# AIM OF THE TASK
Your response should consist of the records below, repeated exactly.
=== Section Start ===
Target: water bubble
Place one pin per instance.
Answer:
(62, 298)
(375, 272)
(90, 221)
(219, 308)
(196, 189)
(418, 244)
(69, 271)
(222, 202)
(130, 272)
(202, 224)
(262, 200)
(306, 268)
=== Section End ===
# RESPONSE AREA
Target: water bubble
Place one pin per instance.
Answer:
(62, 298)
(375, 272)
(90, 221)
(219, 308)
(196, 189)
(418, 244)
(69, 271)
(222, 202)
(130, 272)
(202, 224)
(262, 200)
(306, 268)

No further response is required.